GIVEN DATA:
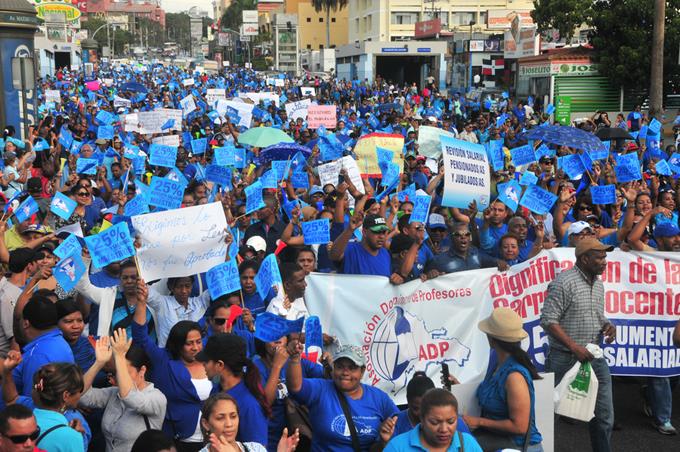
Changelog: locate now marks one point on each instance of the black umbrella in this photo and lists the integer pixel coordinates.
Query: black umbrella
(613, 133)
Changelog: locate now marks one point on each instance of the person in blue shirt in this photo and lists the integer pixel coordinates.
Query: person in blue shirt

THE TASK: Copy every one of the records above line for line, leaving out the pictures.

SOLVED PROBLEM:
Changelog: locate now marks one point on each instance of the black umbrella in this photo and lists the integer pixel coordinates.
Query: black umbrella
(613, 133)
Changelog: locate now marks one point on each instance of the person in blue shirt in this photo and lists the integer pixel coordinates.
Query: person in blue shirt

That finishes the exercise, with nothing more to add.